Extracted text:
+++
The need to embrace true fiscal federalism

The long-disputed call for fiscal federalism was again brought to fore in a recent suit filed by the government of Rivers State against the Federal Inland Revenue Service, wherein the state government challenged the collection of VAT by the agency. The Federal High Court, Port Harcourt Division, delivered its judgment in the suit and held that it is the Rivers State Government (RSG) and not the Federal Inland Revenue Services (FIRS) that should collect Valued Added Tax (VAT) and Personal Income Tax (PIT) in the state. The Court further issued an order of perpetual injunction restraining FIRS and the Attorney General of the Federation, both first and second defendants in the suit, from collecting, demanding, threatening, and intimidating residents of Rivers State to pay to FIRS, personnel income tax and VAT.

Follow-up to the judgment of the Federal High Court, the executive governor of Rivers State, Nyesom Wike, reportedly advocated for states to fully oversee the collection of revenues accruing from Value Added Tax in their states. Perhaps, in recognition of the inherent lapses in the 1999 Constitution which conspicuously omits Value Added Tax from the Exclusive Legislative List, but limits it to stamp duties, taxation of incomes, profits and capital gains (items 58 and 59 of the Exclusive Legislative List), there has been a move by the Federal Inland Revenue Service to push for the amendment of the 1999 Constitution so as to put collection of Value Added Tax (VAT) on the Exclusive List. However, this move has been publicly resisted, particularly, by southern Governors who, through the Chairman of the Southern Governors’ Forum, Arakunrin Rotimi Akeredolu (SAN), noted that:  “The issue of VAT, looking at the constitution, is under the purview of the states. Southern governors have taken a decision to pursue fiscal federalism. This is not a tax that is under the purview of the federal government. We, the southern governors, clamour for true federalism and true federalism includes fiscal federalism. They know that the constitution did not give them the power to collect VAT and that is why they are clamouring for the amendment of the constitution. That amendment will be dead on arrival.”
+++
Provided data:
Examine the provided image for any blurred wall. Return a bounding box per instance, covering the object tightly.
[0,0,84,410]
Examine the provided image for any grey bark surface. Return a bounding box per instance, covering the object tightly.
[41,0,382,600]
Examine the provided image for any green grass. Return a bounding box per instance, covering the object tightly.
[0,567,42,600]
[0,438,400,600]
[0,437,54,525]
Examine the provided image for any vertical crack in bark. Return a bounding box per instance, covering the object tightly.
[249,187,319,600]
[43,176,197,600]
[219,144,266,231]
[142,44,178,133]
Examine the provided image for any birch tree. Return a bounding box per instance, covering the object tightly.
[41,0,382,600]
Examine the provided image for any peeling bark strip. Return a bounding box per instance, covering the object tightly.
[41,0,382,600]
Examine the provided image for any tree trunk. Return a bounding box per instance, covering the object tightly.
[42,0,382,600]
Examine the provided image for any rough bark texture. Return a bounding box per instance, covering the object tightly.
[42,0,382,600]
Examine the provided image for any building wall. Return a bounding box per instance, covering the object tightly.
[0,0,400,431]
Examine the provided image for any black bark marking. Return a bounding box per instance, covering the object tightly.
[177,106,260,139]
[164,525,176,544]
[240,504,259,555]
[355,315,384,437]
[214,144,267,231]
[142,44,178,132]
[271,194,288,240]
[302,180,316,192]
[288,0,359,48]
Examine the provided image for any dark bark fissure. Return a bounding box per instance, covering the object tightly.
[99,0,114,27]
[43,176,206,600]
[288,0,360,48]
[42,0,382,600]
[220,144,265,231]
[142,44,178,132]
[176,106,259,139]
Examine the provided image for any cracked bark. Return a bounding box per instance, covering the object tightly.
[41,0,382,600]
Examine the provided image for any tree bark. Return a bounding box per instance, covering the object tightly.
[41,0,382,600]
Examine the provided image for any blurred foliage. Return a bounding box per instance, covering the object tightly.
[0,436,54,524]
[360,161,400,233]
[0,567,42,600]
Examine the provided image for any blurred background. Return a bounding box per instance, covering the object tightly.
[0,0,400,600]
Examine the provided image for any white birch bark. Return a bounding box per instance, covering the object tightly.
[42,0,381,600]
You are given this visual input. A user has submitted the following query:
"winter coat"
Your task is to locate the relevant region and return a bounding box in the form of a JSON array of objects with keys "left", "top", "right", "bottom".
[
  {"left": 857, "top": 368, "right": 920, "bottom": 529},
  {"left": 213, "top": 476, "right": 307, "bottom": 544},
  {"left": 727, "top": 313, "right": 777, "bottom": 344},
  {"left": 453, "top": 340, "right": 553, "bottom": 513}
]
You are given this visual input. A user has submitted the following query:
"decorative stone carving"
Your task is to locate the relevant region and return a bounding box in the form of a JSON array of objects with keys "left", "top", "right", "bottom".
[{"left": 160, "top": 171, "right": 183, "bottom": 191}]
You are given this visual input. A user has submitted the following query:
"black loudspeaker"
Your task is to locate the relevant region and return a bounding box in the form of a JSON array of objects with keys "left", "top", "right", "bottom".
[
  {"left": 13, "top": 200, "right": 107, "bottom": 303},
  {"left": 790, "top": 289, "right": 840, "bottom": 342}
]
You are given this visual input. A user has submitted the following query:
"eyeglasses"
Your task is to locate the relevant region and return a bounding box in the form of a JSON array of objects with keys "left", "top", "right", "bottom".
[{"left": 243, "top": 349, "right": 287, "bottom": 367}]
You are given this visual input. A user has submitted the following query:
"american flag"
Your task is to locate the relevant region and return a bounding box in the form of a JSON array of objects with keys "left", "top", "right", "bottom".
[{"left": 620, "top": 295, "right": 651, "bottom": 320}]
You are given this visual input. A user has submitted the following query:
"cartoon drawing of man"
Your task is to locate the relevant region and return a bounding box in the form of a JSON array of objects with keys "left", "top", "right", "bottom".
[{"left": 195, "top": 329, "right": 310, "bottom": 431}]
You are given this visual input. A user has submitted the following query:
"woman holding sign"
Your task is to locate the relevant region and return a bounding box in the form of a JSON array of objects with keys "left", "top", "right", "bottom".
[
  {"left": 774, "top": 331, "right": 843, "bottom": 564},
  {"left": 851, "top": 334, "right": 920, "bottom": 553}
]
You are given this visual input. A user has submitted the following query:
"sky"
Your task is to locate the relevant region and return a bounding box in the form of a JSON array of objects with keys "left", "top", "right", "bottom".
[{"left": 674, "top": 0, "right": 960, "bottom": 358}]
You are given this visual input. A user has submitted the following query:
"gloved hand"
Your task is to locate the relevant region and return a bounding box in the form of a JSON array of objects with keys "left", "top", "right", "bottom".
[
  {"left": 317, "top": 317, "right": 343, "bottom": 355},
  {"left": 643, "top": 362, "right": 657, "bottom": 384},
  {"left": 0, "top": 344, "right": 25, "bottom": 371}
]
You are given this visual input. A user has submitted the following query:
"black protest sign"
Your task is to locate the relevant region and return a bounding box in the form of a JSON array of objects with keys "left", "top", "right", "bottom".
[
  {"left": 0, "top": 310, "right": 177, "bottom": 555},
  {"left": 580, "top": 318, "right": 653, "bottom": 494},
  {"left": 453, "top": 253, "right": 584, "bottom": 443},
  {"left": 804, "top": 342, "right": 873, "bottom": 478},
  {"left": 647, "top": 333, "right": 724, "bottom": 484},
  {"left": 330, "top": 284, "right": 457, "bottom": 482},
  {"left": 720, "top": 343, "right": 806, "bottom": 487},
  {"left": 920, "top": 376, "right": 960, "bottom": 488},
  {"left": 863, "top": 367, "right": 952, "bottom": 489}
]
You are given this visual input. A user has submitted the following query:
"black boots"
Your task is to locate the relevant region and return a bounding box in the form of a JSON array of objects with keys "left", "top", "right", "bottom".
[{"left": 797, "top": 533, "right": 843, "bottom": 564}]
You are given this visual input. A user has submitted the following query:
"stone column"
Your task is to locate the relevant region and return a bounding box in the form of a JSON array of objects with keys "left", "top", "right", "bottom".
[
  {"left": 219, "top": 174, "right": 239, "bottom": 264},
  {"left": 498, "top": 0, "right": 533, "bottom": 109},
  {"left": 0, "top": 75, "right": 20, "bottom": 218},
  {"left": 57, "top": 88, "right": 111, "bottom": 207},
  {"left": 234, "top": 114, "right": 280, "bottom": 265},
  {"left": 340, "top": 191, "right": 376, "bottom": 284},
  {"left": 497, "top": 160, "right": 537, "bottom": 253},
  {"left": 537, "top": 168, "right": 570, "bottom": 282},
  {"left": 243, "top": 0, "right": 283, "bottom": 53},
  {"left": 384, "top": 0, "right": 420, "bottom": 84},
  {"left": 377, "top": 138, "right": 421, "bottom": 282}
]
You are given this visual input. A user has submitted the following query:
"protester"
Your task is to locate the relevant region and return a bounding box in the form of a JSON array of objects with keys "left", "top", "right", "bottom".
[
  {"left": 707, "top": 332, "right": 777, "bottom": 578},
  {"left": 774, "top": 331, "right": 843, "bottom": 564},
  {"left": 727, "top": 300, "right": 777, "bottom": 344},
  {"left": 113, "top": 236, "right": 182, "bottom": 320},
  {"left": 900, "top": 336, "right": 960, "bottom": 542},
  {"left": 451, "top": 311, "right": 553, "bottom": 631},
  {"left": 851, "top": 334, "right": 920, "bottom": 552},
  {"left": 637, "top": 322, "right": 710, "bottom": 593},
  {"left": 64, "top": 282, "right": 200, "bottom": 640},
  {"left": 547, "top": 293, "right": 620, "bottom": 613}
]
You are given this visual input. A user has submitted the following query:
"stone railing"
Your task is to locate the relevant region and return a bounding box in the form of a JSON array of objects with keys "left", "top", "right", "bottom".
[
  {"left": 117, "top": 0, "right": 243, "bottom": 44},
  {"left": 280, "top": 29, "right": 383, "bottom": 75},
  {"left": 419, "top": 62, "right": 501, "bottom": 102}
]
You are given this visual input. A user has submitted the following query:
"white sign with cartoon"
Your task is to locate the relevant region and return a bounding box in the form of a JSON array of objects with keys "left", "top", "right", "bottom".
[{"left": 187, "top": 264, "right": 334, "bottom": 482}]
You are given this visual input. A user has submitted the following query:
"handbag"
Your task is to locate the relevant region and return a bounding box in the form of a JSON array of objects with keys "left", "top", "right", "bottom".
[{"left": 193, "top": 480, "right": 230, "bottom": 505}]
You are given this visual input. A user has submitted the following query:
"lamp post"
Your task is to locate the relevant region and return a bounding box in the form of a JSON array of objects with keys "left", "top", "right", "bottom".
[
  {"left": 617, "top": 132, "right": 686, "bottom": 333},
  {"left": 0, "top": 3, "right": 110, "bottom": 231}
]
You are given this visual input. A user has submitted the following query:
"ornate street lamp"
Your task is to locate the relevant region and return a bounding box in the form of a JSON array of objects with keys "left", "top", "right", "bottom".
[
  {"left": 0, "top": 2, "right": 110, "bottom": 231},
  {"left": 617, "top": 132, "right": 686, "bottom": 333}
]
+++
Exercise brief:
From the fiscal federalism text, extract the passage that begins at the words "The long-disputed call" and stops after "tax and VAT.", copying it word for word.

Answer section:
The long-disputed call for fiscal federalism was again brought to fore in a recent suit filed by the government of Rivers State against the Federal Inland Revenue Service, wherein the state government challenged the collection of VAT by the agency. The Federal High Court, Port Harcourt Division, delivered its judgment in the suit and held that it is the Rivers State Government (RSG) and not the Federal Inland Revenue Services (FIRS) that should collect Valued Added Tax (VAT) and Personal Income Tax (PIT) in the state. The Court further issued an order of perpetual injunction restraining FIRS and the Attorney General of the Federation, both first and second defendants in the suit, from collecting, demanding, threatening, and intimidating residents of Rivers State to pay to FIRS, personnel income tax and VAT.